— Start Data in this exercise —

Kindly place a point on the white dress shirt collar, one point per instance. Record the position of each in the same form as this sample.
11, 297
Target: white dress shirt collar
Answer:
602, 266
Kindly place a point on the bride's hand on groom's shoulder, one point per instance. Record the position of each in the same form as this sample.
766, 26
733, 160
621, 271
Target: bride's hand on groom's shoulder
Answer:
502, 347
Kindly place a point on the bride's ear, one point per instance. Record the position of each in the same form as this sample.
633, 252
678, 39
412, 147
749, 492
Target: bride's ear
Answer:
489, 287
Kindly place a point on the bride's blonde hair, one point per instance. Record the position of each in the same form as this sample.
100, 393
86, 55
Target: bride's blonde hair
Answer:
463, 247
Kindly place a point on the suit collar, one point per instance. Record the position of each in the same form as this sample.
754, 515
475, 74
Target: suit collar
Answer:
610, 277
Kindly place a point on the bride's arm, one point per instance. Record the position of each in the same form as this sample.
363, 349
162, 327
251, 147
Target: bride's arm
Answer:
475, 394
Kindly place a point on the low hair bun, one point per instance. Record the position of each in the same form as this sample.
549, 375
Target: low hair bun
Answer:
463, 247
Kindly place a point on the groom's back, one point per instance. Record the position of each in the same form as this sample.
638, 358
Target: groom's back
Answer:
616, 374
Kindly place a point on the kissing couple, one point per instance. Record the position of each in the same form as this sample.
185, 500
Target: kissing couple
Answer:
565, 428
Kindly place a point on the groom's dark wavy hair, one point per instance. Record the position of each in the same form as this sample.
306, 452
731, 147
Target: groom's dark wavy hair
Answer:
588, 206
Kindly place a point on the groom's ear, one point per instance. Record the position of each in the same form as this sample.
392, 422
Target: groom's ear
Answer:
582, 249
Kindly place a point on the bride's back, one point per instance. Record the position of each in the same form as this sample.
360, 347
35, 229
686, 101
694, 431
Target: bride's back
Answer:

— End Data in this exercise —

**What the task asks:** Put every line of the material above into a JSON list of strings, one string per line, skipping any blank lines.

**Answer to this exercise:**
[
  "Kindly place a point on the white dress shirt collar, one point per instance. Record the position of each in the same form as this sample.",
  "11, 297",
  "Target: white dress shirt collar",
  "Answer:",
  "602, 266",
  "Kindly place a point on the bride's hand on groom's shoulder, one point per instance. Record the position of each in the same form as this sample.",
  "766, 26",
  "733, 160",
  "621, 271",
  "Target: bride's hand on groom's shoulder",
  "Answer:",
  "502, 347",
  "Kindly place a point on the bride's ear, one point per instance. Record the position of each in the same form as this sample.",
  "633, 252",
  "678, 39",
  "412, 147",
  "749, 492",
  "Target: bride's ear",
  "Answer:",
  "489, 287",
  "Kindly place a point on the bride's blonde hair, one point per instance. Record the position of each in the same form as this sample.",
  "100, 393",
  "86, 55",
  "Target: bride's blonde hair",
  "Answer:",
  "463, 247",
  "Kindly place a point on the suit collar, one point per instance. Record the position of each in the same form as this sample.",
  "754, 515",
  "475, 74",
  "Target: suit collar",
  "Answer:",
  "610, 277",
  "Kindly place a point on the bride's arm, one point per instance. Record the position of each in the same form as this sample.",
  "363, 349",
  "162, 327",
  "251, 147",
  "Target: bride's arm",
  "Answer:",
  "475, 394",
  "Kindly place a point on the low hair bun, one point per instance. Record the position of each in the same form as this sample.",
  "549, 375",
  "Target: low hair bun",
  "Answer:",
  "463, 247",
  "Kindly place a point on the groom's back, one point per instance. Record the position of each in the same form as this sample.",
  "638, 358",
  "Target: groom's back",
  "Answer:",
  "616, 374",
  "Kindly place a point on the kissing couple, one point per instance. Record the position of each in the same form as this sample.",
  "185, 500",
  "Target: kissing couple",
  "Answer:",
  "565, 428",
  "Kindly place a point on the groom's dark wavy hair, one point per instance. Record the position of each in the same form as this sample.",
  "306, 452",
  "731, 147",
  "Target: groom's dark wavy hair",
  "Answer:",
  "588, 206",
  "Kindly place a point on the groom's ear, one point per instance. Record the position of each in the same form as this sample.",
  "392, 422",
  "Target: groom's ear",
  "Answer:",
  "582, 249",
  "Kindly place a point on the bride's back, one point per instance. Record the position of each in the same form as this sample.",
  "360, 347",
  "35, 229",
  "686, 101",
  "694, 431",
  "Target: bride's back",
  "Answer:"
]